Material to process —
*****

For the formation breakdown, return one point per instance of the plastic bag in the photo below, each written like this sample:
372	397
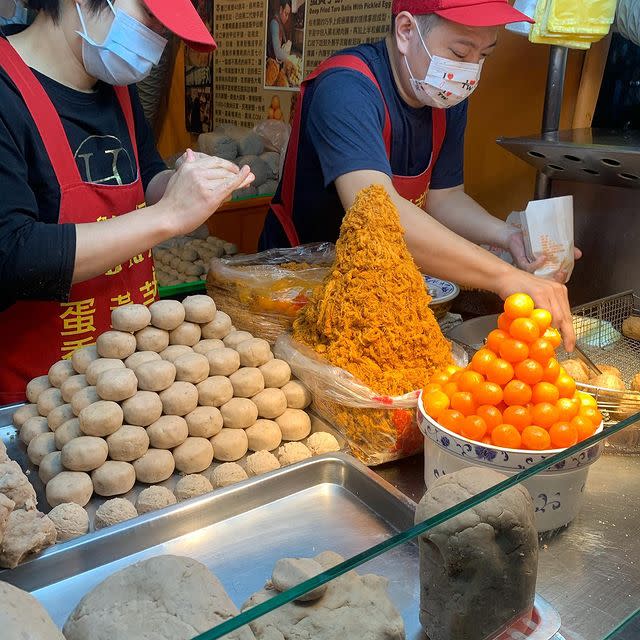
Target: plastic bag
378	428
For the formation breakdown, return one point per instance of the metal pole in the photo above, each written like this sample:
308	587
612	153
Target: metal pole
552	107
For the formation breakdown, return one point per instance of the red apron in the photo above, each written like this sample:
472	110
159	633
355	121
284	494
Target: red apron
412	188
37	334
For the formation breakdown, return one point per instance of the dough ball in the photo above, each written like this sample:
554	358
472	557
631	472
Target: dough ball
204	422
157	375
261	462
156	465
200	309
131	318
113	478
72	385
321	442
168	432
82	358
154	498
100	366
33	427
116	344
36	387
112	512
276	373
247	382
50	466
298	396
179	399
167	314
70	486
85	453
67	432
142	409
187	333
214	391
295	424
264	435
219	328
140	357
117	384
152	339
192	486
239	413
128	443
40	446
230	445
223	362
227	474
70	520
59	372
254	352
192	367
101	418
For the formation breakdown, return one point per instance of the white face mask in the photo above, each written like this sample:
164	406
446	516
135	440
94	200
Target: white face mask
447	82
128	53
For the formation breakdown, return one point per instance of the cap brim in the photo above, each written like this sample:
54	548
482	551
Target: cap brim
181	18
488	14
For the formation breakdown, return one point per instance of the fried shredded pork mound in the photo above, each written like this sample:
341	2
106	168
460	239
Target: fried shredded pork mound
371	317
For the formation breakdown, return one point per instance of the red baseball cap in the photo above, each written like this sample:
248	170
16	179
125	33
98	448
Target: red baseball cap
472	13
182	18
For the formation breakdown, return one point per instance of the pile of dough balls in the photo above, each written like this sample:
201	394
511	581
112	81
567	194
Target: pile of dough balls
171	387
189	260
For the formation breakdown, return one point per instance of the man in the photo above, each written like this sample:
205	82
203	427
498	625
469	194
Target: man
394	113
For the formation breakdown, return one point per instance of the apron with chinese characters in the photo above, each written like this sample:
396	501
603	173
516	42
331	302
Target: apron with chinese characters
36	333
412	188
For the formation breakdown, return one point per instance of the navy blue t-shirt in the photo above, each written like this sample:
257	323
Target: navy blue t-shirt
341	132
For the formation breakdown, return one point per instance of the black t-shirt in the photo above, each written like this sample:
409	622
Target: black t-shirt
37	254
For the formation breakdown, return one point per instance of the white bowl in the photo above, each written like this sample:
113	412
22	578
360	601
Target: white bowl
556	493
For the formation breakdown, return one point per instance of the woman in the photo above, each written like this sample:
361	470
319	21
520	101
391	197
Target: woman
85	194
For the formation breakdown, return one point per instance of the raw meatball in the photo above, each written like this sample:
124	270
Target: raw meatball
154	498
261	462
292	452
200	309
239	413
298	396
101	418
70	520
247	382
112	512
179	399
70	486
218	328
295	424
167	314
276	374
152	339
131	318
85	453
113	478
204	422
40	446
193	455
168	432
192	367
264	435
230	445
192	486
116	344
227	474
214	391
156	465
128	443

*****

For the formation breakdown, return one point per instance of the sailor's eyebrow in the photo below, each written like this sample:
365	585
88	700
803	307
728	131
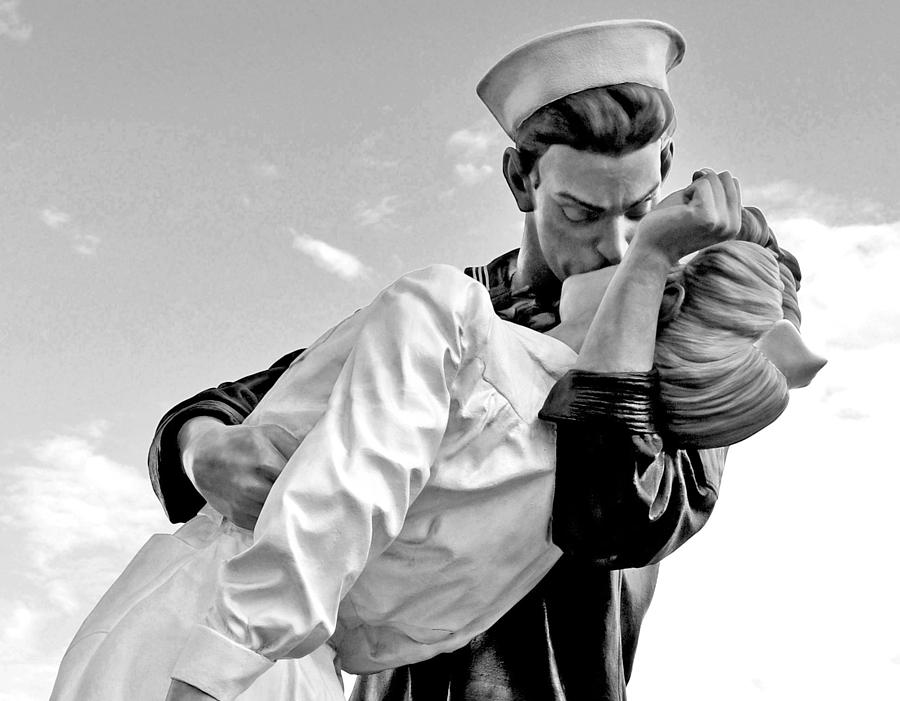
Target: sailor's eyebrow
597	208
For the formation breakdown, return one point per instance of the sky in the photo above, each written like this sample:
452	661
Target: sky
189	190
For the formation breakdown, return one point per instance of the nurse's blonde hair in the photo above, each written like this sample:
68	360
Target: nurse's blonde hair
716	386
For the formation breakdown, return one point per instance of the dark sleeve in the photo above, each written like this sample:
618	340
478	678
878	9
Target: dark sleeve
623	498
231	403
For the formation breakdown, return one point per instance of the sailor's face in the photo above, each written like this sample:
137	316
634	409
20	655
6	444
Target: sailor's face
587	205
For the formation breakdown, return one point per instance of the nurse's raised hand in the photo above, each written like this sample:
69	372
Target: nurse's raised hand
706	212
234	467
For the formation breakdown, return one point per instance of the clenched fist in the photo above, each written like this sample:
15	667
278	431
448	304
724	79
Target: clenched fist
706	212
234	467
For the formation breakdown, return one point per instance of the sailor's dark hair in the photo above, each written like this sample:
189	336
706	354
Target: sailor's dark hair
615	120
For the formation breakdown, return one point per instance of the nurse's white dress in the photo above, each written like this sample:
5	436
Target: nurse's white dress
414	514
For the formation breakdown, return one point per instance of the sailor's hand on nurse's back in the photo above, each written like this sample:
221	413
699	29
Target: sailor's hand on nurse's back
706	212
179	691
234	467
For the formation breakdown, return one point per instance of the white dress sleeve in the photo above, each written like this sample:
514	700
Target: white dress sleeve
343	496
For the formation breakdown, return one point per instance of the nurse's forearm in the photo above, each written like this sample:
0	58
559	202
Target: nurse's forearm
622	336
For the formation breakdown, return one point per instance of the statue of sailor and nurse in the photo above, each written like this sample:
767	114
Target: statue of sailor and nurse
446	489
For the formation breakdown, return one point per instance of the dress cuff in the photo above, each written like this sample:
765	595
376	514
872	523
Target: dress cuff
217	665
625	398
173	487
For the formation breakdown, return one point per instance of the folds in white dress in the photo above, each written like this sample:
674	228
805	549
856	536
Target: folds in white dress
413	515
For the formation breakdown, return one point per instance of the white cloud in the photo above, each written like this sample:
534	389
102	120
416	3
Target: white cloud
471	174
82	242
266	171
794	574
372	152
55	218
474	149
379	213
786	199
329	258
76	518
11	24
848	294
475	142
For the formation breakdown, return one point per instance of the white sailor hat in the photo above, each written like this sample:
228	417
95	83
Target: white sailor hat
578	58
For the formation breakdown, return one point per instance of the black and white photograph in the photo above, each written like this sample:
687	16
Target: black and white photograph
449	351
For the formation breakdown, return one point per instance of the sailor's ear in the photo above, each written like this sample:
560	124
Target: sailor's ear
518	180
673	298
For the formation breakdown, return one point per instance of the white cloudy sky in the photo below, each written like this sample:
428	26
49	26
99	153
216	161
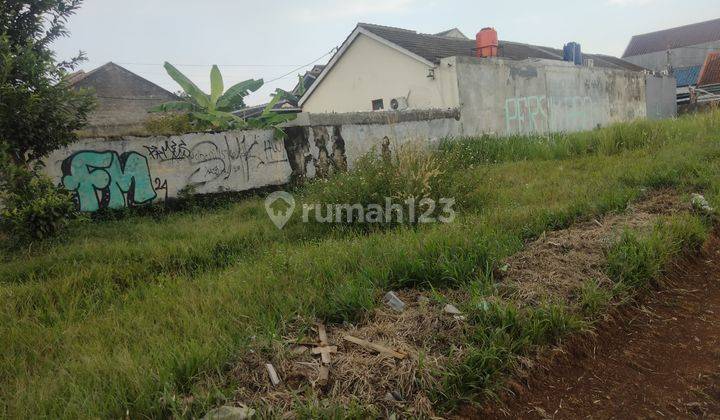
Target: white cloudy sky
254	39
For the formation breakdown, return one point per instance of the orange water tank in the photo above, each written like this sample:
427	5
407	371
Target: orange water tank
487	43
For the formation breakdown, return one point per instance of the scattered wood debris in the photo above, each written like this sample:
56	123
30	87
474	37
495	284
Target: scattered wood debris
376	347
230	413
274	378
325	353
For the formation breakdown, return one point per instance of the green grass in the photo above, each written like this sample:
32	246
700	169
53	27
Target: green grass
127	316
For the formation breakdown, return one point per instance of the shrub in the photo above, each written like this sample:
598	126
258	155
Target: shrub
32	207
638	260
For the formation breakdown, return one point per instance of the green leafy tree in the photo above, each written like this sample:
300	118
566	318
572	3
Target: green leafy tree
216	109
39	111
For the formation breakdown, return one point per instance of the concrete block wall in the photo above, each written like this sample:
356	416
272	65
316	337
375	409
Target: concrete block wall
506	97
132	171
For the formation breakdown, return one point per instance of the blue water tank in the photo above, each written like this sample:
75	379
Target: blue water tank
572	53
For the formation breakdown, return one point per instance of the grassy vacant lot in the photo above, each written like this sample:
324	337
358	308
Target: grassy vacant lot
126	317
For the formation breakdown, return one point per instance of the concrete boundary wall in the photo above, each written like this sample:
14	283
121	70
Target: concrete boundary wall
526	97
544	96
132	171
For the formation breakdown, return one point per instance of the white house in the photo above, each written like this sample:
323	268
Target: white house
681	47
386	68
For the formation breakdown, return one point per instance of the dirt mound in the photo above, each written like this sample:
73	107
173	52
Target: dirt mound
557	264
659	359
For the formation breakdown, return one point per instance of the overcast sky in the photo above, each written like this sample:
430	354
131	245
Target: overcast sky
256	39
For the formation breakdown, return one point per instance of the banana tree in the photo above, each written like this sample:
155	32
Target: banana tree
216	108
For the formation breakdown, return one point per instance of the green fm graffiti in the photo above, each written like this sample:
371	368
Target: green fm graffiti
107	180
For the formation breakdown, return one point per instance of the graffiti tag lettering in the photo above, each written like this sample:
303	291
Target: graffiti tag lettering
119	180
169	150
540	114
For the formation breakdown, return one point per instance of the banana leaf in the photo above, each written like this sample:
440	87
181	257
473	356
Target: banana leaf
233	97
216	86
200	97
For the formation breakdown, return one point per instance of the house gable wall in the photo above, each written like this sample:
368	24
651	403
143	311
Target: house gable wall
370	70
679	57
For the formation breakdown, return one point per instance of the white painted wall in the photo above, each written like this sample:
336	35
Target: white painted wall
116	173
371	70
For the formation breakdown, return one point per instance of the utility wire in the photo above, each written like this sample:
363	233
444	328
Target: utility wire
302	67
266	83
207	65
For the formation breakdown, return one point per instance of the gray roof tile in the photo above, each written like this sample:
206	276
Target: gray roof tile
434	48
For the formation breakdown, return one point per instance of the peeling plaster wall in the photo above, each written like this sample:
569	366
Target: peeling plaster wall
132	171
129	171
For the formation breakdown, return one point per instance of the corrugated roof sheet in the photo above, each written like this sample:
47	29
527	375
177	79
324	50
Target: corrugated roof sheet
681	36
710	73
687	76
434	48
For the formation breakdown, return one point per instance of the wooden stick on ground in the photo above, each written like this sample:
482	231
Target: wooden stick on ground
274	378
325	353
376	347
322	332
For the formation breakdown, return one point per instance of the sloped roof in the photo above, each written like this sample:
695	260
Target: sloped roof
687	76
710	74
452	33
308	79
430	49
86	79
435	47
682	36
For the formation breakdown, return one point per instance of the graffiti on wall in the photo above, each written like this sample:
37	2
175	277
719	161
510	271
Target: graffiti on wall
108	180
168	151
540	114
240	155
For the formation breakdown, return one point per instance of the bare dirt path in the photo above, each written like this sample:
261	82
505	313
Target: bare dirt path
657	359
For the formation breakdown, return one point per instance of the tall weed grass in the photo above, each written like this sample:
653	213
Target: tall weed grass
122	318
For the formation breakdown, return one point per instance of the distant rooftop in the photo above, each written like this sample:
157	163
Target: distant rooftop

*****

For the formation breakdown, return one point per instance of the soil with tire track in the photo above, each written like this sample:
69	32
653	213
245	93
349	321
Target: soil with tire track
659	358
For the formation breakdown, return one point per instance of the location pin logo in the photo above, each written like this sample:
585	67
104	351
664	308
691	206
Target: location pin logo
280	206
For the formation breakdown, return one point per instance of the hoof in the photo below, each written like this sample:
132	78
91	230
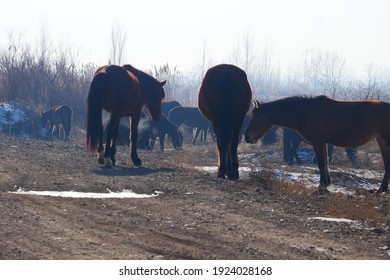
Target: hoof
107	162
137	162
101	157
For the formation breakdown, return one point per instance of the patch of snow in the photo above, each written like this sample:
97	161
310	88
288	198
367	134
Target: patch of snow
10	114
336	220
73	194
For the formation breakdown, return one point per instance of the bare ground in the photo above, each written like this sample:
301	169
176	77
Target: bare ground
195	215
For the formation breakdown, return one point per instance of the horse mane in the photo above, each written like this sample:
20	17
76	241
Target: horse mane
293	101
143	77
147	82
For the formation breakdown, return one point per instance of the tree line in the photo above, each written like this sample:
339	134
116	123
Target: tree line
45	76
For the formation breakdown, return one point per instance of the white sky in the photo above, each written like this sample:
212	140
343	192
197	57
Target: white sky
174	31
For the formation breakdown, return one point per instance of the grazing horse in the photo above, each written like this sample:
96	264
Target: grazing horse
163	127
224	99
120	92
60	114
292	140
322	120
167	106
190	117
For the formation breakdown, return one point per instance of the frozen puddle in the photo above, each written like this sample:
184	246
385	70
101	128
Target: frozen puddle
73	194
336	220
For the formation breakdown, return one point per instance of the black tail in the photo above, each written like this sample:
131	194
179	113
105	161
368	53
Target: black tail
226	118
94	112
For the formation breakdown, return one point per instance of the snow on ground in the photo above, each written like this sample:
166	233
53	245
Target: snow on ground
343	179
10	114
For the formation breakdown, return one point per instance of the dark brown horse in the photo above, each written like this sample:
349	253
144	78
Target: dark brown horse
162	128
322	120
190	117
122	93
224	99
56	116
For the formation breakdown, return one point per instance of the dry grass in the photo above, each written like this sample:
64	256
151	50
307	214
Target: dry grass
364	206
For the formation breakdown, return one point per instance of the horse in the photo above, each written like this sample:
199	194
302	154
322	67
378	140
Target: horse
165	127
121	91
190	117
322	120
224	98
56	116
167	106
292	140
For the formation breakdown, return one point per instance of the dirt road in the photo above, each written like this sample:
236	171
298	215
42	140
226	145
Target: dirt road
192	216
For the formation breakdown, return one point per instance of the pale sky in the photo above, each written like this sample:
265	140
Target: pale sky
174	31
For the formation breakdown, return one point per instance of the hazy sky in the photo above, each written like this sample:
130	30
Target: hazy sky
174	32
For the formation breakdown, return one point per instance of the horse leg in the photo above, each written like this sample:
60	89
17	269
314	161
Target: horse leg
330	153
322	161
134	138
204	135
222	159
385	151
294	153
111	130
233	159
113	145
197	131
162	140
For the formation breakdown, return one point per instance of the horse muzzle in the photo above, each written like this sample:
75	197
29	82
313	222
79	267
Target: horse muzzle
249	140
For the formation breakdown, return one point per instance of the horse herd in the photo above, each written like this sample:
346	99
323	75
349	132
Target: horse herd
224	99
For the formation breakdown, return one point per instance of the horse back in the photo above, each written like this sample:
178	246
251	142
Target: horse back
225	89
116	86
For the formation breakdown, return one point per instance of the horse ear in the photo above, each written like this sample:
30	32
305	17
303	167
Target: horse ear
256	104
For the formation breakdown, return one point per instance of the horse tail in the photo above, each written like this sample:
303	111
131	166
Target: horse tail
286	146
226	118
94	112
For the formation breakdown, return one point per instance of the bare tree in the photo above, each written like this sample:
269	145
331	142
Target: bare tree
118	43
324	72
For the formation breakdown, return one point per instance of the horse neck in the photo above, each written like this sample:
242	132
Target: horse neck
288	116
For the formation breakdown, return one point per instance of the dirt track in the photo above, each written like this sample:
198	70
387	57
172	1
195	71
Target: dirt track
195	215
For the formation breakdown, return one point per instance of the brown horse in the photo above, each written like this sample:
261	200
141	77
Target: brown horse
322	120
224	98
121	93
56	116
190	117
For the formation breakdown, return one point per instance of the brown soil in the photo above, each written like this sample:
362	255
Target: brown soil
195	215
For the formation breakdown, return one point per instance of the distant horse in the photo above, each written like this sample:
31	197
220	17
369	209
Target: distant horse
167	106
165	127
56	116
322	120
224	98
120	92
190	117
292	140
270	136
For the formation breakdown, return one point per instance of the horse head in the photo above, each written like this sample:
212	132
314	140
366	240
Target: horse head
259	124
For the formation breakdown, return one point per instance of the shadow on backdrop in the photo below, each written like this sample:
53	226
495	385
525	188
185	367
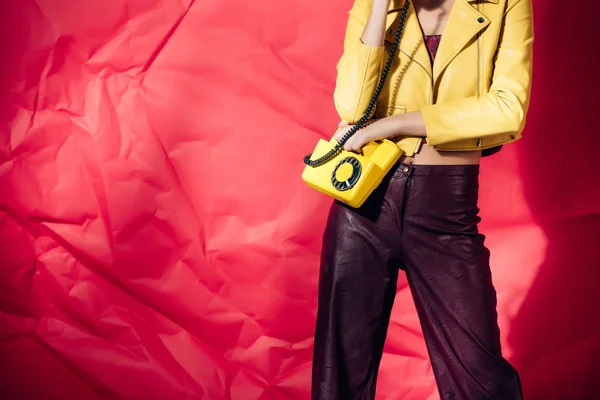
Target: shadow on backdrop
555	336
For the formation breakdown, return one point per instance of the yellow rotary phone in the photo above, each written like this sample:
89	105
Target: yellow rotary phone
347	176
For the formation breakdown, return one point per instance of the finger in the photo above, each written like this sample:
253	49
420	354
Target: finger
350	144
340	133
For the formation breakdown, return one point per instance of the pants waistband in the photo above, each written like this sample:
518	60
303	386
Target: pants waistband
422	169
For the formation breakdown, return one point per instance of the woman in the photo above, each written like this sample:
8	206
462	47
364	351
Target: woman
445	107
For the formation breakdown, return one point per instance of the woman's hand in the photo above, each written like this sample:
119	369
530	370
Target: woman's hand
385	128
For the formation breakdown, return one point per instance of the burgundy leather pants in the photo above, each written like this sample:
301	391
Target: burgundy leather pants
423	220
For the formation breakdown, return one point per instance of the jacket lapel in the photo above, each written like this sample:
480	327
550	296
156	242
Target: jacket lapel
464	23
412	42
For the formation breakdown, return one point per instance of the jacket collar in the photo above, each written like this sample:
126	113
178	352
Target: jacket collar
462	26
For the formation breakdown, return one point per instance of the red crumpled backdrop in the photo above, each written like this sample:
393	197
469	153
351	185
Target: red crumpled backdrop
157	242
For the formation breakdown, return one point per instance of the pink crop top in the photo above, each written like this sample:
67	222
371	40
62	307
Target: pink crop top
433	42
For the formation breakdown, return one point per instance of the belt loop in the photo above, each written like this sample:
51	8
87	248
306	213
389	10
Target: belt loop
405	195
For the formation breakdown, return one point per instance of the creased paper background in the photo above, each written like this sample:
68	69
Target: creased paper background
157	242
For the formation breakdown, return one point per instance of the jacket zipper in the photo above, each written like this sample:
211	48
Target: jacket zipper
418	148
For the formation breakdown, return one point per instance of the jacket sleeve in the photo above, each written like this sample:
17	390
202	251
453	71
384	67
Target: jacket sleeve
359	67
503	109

*****

Exercise prompt —
Would you show each line of the listing above that has the string "rooftop"?

Exercise answer —
For the formation breakdown, return one point per instance of the distant rooftop in the photo above, each written like this sample:
Target: distant rooftop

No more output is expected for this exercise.